Start of Material provided
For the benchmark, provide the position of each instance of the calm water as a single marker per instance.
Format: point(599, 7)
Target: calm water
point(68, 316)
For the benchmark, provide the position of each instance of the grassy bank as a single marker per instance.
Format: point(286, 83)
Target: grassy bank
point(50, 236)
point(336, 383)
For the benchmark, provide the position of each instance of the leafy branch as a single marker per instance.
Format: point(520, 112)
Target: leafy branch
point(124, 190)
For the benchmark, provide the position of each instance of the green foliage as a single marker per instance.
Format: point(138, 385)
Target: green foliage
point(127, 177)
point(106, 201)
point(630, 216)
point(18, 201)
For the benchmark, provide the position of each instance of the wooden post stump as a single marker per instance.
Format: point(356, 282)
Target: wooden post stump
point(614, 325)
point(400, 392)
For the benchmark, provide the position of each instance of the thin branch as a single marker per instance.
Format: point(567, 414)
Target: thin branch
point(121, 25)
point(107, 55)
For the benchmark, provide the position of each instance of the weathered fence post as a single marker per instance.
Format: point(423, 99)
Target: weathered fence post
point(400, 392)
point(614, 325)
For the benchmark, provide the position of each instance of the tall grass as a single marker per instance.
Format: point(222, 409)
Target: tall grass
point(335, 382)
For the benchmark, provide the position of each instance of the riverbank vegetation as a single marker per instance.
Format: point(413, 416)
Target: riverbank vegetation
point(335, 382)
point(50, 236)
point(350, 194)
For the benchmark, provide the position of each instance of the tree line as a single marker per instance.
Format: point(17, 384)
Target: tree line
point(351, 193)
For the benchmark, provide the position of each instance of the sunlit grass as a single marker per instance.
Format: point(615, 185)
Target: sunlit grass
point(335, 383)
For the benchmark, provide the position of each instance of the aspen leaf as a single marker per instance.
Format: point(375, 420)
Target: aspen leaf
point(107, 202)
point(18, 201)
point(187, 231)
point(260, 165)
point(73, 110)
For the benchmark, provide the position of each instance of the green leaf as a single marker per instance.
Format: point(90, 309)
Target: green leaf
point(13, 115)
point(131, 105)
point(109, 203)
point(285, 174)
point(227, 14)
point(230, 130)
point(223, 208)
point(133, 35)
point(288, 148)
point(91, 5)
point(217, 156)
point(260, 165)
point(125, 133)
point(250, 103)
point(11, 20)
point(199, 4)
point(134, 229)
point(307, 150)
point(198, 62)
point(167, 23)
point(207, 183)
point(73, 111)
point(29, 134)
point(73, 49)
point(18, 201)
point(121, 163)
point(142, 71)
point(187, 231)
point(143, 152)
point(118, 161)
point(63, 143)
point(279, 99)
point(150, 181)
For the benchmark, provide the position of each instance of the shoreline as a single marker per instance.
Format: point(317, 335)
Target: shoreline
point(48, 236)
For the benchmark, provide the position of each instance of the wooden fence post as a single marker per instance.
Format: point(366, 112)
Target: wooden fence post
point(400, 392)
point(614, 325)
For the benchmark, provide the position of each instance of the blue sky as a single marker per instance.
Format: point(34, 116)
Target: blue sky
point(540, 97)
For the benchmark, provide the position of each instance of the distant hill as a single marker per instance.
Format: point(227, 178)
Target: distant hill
End of Material provided
-- Exercise objective --
Each entry must be reproduced verbatim.

-- Answer below --
For the benchmark, provide the position of each instance of the calm water as a single marker per instance.
Format: point(599, 7)
Target: calm water
point(68, 316)
For the benchmark, provide the position of each instance of the grassy bank as a single marker per instance.
Format: point(286, 83)
Target: grassy bank
point(50, 236)
point(336, 383)
For the benchmark, provide the position of each instance of the leafy branch as a single marker per instance.
Format: point(520, 112)
Target: leafy branch
point(124, 190)
For the benchmark, provide the position of each instance of the green foliage as a single marker per instance.
Format: point(138, 385)
Target: green foliage
point(127, 177)
point(106, 201)
point(630, 216)
point(18, 201)
For the benchmark, provide the position of each instance of the wooden post stump as a single marker per instance.
Format: point(356, 282)
Target: wooden post stump
point(614, 325)
point(400, 392)
For the benchmark, provide the position of each instance of the thin branch as a single marker per instance.
Format: point(567, 414)
Target: thin branch
point(121, 25)
point(107, 55)
For the benchmark, provide the position of each instance of the weathered fence post as a single marker per instance.
Format: point(423, 99)
Target: weathered fence post
point(400, 392)
point(614, 325)
For the benchmark, provide the position of each instance of the tall grass as a single marker per instance.
Format: point(222, 409)
Target: tall grass
point(335, 382)
For the benchmark, provide the position of each instance of the riverbank vegetation as a single marker per instance.
Format: point(413, 416)
Target: riverbank vegetation
point(335, 382)
point(50, 236)
point(350, 194)
For the benchmark, provide the position of each instance of the tree line as a single marker per instance.
Format: point(17, 384)
Target: tree line
point(351, 193)
For the benchmark, provide the position of each instance of the sunlit grass as a single marker per instance.
Format: point(615, 185)
Target: sunlit grass
point(335, 383)
For the benchmark, provide the position of each instance of the aspen leaf as a single marker per instance.
Format: point(375, 420)
Target: aspen leaf
point(107, 202)
point(18, 201)
point(187, 231)
point(260, 165)
point(73, 110)
For the benchmark, provide the position of each instance of the green leaf as a single marker per instance.
Format: point(90, 309)
Target: green leaf
point(13, 115)
point(131, 105)
point(109, 203)
point(285, 174)
point(227, 14)
point(230, 130)
point(223, 208)
point(133, 35)
point(288, 148)
point(91, 5)
point(217, 156)
point(260, 165)
point(125, 133)
point(250, 103)
point(11, 20)
point(199, 4)
point(134, 229)
point(307, 150)
point(198, 62)
point(167, 23)
point(207, 183)
point(73, 111)
point(29, 134)
point(73, 49)
point(18, 201)
point(121, 163)
point(142, 71)
point(187, 231)
point(143, 152)
point(118, 161)
point(63, 143)
point(279, 99)
point(150, 181)
For the benchmark, provide the position of each instance of the shoreline as a single marker per instance.
Format: point(317, 335)
Target: shoreline
point(48, 236)
For the benchmark, provide the position of each instance of the wooden fence post as a single marker per instance.
Format: point(366, 112)
Target: wooden fence post
point(400, 392)
point(614, 325)
For the benchmark, provide the position of each instance of the blue sky as a single marker per instance.
Format: point(34, 116)
Target: blue sky
point(540, 97)
For the benchmark, provide the position of each instance of the distant hill as a single marker per instance.
Format: point(227, 178)
Target: distant hill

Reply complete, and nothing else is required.